● **Task to complete**:
Across the listing, the lines that include "below" must be tallied and reported as a bare number.

Top of Material to process

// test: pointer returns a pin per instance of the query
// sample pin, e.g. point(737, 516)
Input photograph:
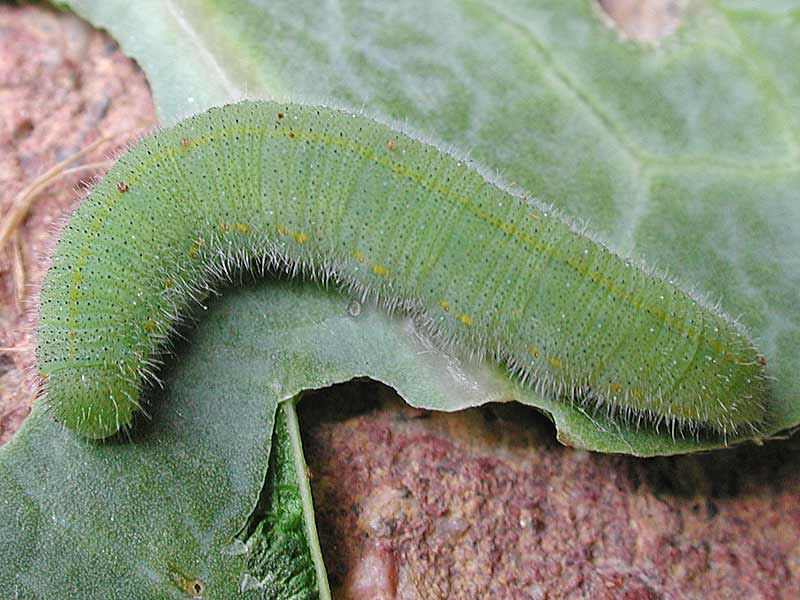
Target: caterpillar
point(339, 197)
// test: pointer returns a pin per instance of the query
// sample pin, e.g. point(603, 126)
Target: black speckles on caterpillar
point(337, 195)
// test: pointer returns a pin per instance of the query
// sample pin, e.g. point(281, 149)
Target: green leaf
point(684, 154)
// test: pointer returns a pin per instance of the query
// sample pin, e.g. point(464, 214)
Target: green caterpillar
point(334, 195)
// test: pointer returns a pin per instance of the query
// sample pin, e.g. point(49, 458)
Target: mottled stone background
point(415, 505)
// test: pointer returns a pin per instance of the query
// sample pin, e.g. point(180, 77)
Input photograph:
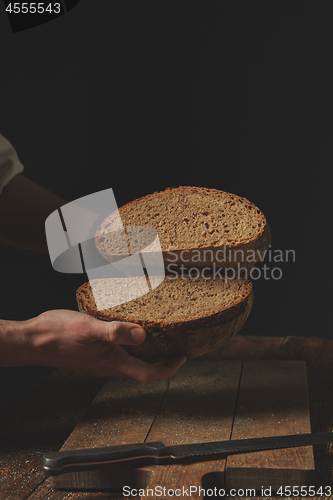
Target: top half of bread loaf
point(194, 218)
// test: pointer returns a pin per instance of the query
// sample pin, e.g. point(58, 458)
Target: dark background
point(140, 96)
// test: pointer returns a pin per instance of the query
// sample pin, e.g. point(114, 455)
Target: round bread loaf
point(181, 316)
point(196, 226)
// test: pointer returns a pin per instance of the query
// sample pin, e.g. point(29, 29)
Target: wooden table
point(43, 420)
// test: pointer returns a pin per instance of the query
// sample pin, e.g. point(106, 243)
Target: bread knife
point(156, 453)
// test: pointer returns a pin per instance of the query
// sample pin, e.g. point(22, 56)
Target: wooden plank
point(122, 413)
point(272, 401)
point(199, 407)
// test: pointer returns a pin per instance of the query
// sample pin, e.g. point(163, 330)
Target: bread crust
point(237, 254)
point(192, 337)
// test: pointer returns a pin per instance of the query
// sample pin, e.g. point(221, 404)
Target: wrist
point(14, 343)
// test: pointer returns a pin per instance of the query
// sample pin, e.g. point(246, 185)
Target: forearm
point(24, 207)
point(14, 344)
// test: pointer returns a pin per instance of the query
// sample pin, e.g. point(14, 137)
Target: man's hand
point(75, 341)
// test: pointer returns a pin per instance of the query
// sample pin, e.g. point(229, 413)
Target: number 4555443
point(33, 8)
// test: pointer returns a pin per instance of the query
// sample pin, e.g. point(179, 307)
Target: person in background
point(60, 338)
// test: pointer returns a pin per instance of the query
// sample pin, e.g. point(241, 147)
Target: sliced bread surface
point(196, 226)
point(181, 316)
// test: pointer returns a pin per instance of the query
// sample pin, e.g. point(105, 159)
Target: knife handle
point(59, 462)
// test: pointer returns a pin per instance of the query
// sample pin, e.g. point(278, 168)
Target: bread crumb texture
point(174, 301)
point(190, 217)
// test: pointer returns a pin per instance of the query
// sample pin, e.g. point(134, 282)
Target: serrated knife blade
point(156, 453)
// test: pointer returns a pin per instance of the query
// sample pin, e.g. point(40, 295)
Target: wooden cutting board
point(206, 400)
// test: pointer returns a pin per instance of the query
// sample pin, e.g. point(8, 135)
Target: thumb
point(124, 333)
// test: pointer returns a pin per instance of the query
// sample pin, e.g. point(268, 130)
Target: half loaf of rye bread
point(181, 316)
point(196, 226)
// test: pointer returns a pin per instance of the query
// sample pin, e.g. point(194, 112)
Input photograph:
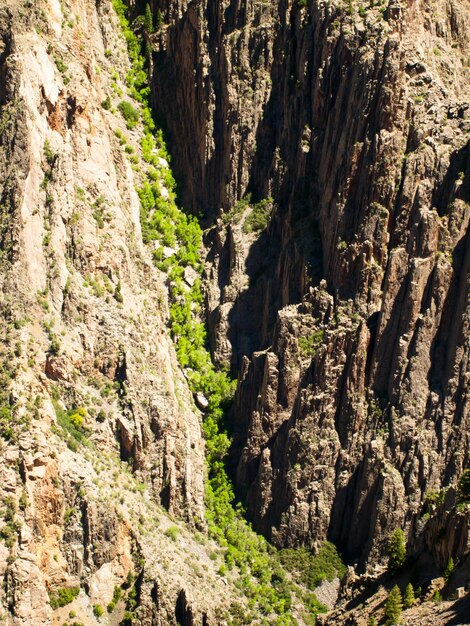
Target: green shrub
point(408, 596)
point(71, 423)
point(129, 113)
point(393, 607)
point(449, 569)
point(396, 550)
point(259, 217)
point(309, 345)
point(464, 487)
point(172, 532)
point(311, 569)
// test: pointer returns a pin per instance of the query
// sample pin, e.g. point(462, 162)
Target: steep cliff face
point(100, 437)
point(347, 317)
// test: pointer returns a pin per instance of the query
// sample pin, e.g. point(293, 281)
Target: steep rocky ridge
point(347, 318)
point(101, 442)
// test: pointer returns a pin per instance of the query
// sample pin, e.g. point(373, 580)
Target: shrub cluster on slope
point(177, 241)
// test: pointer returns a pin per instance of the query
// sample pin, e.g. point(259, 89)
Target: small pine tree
point(449, 569)
point(393, 607)
point(148, 19)
point(158, 20)
point(464, 487)
point(408, 596)
point(396, 550)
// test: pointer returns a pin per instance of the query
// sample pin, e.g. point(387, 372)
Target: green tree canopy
point(396, 550)
point(393, 607)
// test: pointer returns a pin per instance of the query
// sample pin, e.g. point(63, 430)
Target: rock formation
point(347, 318)
point(325, 147)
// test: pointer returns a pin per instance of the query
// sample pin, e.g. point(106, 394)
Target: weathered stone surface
point(357, 125)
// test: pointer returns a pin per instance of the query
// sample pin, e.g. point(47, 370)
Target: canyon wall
point(347, 318)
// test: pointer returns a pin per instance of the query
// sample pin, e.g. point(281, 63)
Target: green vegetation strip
point(177, 241)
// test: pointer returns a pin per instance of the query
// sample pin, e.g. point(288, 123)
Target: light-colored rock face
point(347, 319)
point(352, 404)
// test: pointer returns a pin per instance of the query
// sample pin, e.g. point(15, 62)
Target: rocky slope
point(347, 318)
point(101, 442)
point(338, 294)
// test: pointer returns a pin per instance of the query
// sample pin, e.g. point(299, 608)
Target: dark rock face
point(347, 319)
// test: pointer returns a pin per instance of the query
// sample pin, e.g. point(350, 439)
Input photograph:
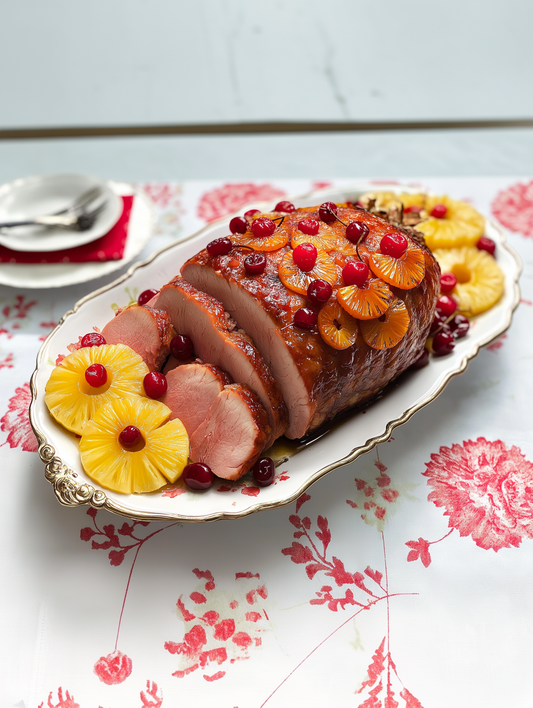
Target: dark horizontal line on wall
point(255, 128)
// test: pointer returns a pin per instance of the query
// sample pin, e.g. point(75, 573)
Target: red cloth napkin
point(107, 248)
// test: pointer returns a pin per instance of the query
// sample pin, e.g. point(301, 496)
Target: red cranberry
point(446, 305)
point(255, 263)
point(356, 231)
point(439, 211)
point(304, 256)
point(319, 292)
point(130, 436)
point(285, 207)
point(198, 476)
point(263, 227)
point(155, 384)
point(238, 225)
point(355, 273)
point(93, 339)
point(443, 343)
point(394, 245)
point(327, 212)
point(219, 247)
point(181, 347)
point(146, 296)
point(448, 281)
point(309, 227)
point(264, 471)
point(486, 244)
point(305, 318)
point(96, 375)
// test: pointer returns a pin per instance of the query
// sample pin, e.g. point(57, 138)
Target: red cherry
point(96, 375)
point(255, 263)
point(219, 247)
point(198, 476)
point(439, 211)
point(238, 225)
point(93, 339)
point(448, 281)
point(146, 296)
point(130, 436)
point(285, 207)
point(305, 318)
point(264, 471)
point(155, 384)
point(355, 273)
point(304, 256)
point(394, 245)
point(181, 347)
point(486, 244)
point(309, 227)
point(356, 231)
point(447, 305)
point(319, 292)
point(263, 227)
point(327, 212)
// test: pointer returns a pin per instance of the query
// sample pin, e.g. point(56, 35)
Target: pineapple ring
point(161, 460)
point(72, 401)
point(387, 334)
point(480, 280)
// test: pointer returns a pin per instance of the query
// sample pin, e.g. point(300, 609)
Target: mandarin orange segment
point(297, 280)
point(336, 327)
point(388, 330)
point(405, 272)
point(365, 303)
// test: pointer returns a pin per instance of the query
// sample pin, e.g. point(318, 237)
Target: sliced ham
point(146, 330)
point(233, 434)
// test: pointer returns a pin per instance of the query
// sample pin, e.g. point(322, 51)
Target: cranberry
point(130, 436)
point(304, 256)
point(255, 263)
point(327, 212)
point(285, 207)
point(93, 339)
point(439, 211)
point(264, 471)
point(356, 231)
point(355, 273)
point(155, 384)
point(309, 227)
point(181, 347)
point(238, 225)
point(448, 281)
point(486, 244)
point(394, 245)
point(263, 227)
point(443, 343)
point(305, 318)
point(198, 476)
point(96, 375)
point(319, 292)
point(146, 296)
point(219, 247)
point(446, 305)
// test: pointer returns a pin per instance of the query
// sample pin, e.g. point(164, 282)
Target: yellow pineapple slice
point(72, 401)
point(480, 280)
point(461, 225)
point(336, 327)
point(389, 329)
point(158, 458)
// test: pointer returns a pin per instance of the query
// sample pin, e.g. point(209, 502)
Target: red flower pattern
point(486, 488)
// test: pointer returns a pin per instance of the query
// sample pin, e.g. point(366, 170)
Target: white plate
point(31, 197)
point(56, 275)
point(345, 440)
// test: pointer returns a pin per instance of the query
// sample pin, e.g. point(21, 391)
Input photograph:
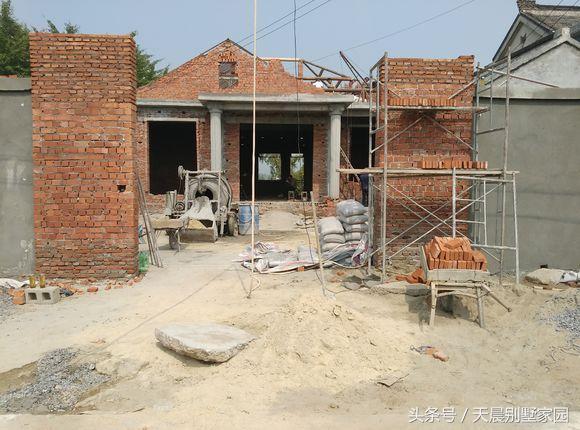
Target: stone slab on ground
point(545, 276)
point(401, 287)
point(214, 343)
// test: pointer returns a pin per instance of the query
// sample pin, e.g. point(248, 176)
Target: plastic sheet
point(332, 238)
point(354, 219)
point(330, 225)
point(349, 208)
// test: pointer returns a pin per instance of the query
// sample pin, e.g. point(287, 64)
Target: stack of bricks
point(83, 109)
point(450, 163)
point(422, 102)
point(453, 253)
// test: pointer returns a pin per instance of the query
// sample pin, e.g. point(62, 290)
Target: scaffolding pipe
point(505, 155)
point(385, 142)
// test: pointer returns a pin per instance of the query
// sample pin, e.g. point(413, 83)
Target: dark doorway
point(281, 151)
point(171, 144)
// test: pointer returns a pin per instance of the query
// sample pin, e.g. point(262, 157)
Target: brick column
point(84, 116)
point(216, 138)
point(334, 154)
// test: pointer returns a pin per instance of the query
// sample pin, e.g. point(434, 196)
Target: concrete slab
point(401, 287)
point(545, 276)
point(214, 343)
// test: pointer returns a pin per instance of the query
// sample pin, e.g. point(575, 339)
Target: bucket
point(143, 261)
point(245, 218)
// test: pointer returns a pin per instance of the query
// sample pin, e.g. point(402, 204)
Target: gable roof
point(553, 17)
point(545, 20)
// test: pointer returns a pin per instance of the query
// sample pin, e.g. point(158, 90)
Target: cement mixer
point(205, 213)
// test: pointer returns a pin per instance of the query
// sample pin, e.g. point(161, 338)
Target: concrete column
point(334, 154)
point(216, 138)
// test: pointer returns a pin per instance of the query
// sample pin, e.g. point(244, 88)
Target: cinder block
point(42, 296)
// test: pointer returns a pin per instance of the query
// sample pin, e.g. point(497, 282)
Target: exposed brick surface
point(425, 82)
point(83, 107)
point(200, 75)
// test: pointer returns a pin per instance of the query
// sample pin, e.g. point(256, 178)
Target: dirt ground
point(315, 362)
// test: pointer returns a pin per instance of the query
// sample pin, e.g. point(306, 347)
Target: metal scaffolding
point(467, 205)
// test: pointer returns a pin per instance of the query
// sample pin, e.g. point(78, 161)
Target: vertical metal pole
point(220, 219)
point(317, 239)
point(516, 240)
point(491, 101)
point(384, 188)
point(475, 118)
point(453, 203)
point(484, 212)
point(371, 189)
point(505, 156)
point(253, 222)
point(371, 199)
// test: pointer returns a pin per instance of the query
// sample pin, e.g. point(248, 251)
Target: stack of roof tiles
point(450, 163)
point(453, 253)
point(422, 102)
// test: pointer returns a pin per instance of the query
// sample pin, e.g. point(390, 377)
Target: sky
point(178, 30)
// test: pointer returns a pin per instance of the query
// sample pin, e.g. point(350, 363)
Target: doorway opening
point(283, 160)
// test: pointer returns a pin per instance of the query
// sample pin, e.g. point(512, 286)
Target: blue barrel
point(245, 218)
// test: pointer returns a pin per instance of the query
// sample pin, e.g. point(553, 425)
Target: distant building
point(544, 42)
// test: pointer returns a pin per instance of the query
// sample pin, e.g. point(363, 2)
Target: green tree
point(68, 28)
point(14, 57)
point(147, 70)
point(14, 52)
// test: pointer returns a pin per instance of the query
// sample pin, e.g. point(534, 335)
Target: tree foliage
point(14, 57)
point(147, 70)
point(14, 51)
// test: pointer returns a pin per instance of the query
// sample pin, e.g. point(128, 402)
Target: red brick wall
point(424, 78)
point(156, 203)
point(83, 107)
point(201, 75)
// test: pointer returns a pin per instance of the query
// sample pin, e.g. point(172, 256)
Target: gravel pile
point(58, 386)
point(564, 314)
point(6, 305)
point(569, 321)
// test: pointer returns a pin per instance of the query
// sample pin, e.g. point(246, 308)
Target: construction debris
point(212, 343)
point(401, 287)
point(60, 382)
point(453, 253)
point(432, 351)
point(545, 276)
point(392, 378)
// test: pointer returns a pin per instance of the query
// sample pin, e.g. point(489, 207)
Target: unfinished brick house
point(93, 130)
point(199, 116)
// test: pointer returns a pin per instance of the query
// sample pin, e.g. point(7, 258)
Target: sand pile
point(325, 342)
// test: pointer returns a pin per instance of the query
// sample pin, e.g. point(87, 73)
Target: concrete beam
point(334, 154)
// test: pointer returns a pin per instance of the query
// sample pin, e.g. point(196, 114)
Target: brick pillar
point(84, 117)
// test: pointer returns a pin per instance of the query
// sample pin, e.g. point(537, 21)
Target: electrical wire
point(253, 206)
point(565, 12)
point(291, 21)
point(402, 30)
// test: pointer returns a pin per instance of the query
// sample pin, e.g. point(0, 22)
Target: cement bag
point(330, 225)
point(328, 246)
point(355, 236)
point(350, 208)
point(307, 254)
point(332, 238)
point(349, 228)
point(354, 219)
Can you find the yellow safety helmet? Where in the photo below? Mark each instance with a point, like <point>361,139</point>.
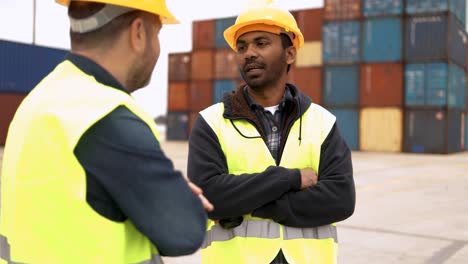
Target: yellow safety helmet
<point>157,7</point>
<point>264,15</point>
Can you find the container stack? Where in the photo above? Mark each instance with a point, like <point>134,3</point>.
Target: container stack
<point>381,76</point>
<point>208,71</point>
<point>22,66</point>
<point>342,35</point>
<point>435,76</point>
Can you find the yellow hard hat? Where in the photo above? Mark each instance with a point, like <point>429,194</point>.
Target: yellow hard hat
<point>264,15</point>
<point>157,7</point>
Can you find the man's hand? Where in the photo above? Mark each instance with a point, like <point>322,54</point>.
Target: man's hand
<point>308,178</point>
<point>198,192</point>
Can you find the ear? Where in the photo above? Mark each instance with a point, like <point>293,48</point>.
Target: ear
<point>290,55</point>
<point>138,35</point>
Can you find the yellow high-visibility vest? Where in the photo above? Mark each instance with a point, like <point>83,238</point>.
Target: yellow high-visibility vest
<point>258,240</point>
<point>44,214</point>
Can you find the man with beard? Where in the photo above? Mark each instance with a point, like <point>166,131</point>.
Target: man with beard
<point>84,178</point>
<point>272,162</point>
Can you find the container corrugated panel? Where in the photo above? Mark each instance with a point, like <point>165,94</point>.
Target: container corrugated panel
<point>220,26</point>
<point>200,95</point>
<point>341,42</point>
<point>203,34</point>
<point>9,103</point>
<point>222,86</point>
<point>177,126</point>
<point>381,84</point>
<point>179,66</point>
<point>444,129</point>
<point>434,38</point>
<point>310,54</point>
<point>415,84</point>
<point>22,66</point>
<point>308,80</point>
<point>202,65</point>
<point>382,40</point>
<point>435,84</point>
<point>341,86</point>
<point>348,124</point>
<point>381,129</point>
<point>382,7</point>
<point>310,22</point>
<point>178,96</point>
<point>192,117</point>
<point>457,7</point>
<point>225,65</point>
<point>342,9</point>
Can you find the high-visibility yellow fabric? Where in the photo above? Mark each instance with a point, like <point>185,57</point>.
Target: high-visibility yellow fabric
<point>247,155</point>
<point>44,213</point>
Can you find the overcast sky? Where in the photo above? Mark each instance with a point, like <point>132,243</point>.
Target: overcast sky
<point>51,29</point>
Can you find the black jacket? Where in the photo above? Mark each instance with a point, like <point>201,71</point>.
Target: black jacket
<point>274,193</point>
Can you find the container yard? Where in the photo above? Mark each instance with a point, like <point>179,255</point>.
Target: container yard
<point>393,72</point>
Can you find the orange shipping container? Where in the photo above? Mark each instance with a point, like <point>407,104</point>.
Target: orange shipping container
<point>381,84</point>
<point>201,95</point>
<point>225,65</point>
<point>178,96</point>
<point>308,80</point>
<point>179,66</point>
<point>381,129</point>
<point>9,103</point>
<point>342,9</point>
<point>202,65</point>
<point>203,34</point>
<point>310,23</point>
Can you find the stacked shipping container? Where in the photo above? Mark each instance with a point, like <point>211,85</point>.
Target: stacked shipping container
<point>435,76</point>
<point>383,67</point>
<point>22,66</point>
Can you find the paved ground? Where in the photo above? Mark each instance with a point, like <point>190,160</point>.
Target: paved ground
<point>410,209</point>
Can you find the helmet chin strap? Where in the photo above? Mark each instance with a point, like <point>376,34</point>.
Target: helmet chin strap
<point>96,21</point>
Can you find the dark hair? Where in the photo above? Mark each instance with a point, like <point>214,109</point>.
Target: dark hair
<point>101,37</point>
<point>286,43</point>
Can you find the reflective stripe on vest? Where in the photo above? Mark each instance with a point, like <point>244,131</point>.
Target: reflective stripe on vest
<point>5,254</point>
<point>268,229</point>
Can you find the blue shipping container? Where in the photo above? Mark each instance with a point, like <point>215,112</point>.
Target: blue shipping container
<point>341,42</point>
<point>348,124</point>
<point>382,40</point>
<point>438,37</point>
<point>177,126</point>
<point>457,7</point>
<point>466,132</point>
<point>341,86</point>
<point>382,7</point>
<point>22,66</point>
<point>220,26</point>
<point>435,84</point>
<point>220,87</point>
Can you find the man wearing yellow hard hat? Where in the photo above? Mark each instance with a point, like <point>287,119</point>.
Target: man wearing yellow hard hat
<point>272,162</point>
<point>84,179</point>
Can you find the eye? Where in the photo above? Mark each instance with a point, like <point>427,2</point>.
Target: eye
<point>240,48</point>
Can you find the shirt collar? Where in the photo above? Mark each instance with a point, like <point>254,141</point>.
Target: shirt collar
<point>285,101</point>
<point>92,68</point>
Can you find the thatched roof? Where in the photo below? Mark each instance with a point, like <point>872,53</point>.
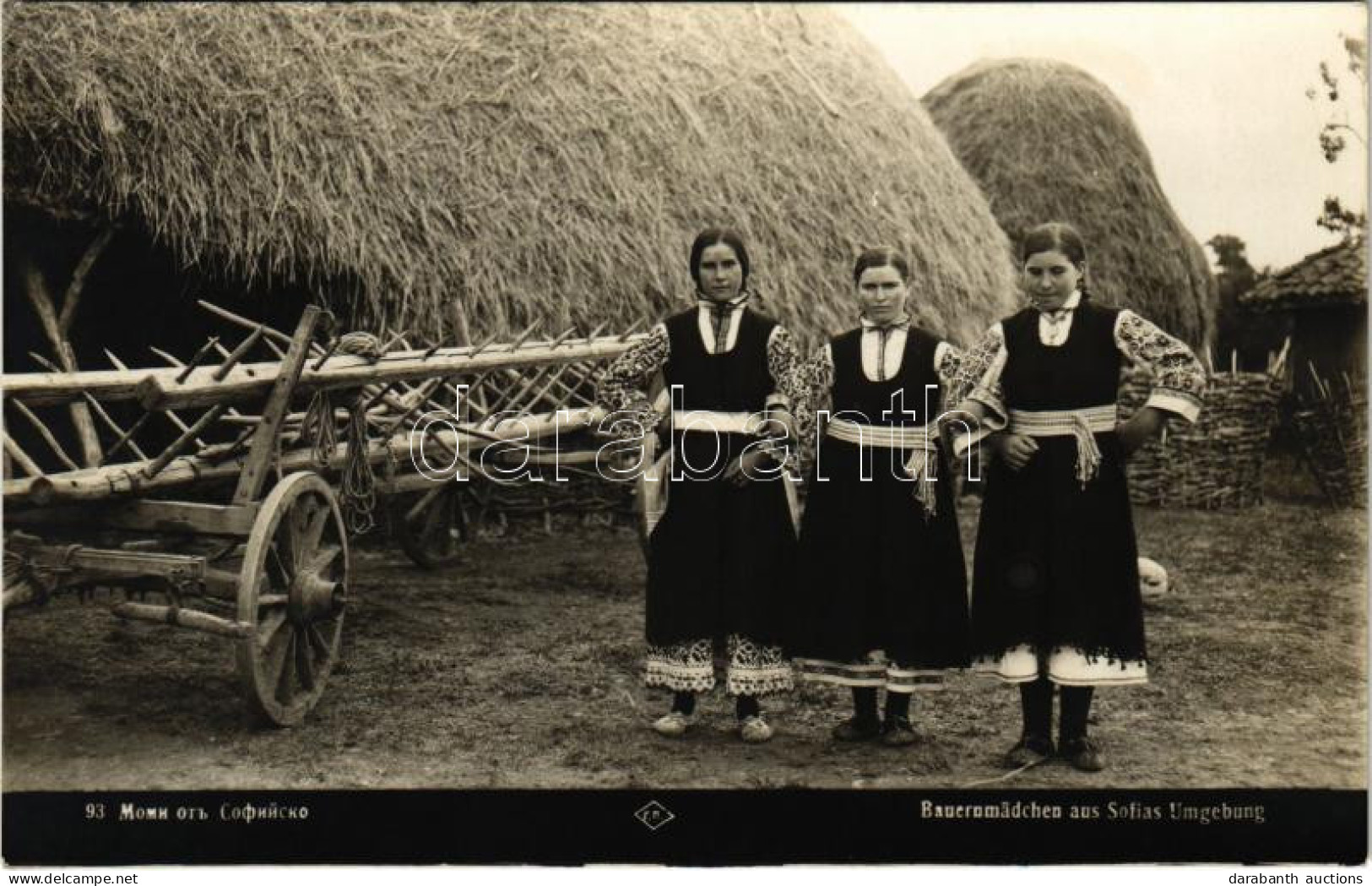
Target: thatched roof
<point>1047,142</point>
<point>1337,274</point>
<point>545,162</point>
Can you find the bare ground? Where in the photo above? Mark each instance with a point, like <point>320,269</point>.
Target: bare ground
<point>519,668</point>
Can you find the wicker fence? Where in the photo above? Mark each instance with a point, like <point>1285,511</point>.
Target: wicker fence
<point>1216,463</point>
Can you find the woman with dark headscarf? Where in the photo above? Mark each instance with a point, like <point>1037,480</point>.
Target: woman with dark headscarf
<point>720,558</point>
<point>882,600</point>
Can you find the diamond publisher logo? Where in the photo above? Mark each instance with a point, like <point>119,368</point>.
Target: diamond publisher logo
<point>653,815</point>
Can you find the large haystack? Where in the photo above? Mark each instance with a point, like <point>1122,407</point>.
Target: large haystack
<point>490,165</point>
<point>1047,142</point>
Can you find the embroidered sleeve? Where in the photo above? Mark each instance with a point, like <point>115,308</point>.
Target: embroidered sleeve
<point>1179,378</point>
<point>783,361</point>
<point>948,360</point>
<point>814,384</point>
<point>623,384</point>
<point>979,378</point>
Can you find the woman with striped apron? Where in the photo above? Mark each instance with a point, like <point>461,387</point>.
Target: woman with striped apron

Bottom of Material to process

● **Your response**:
2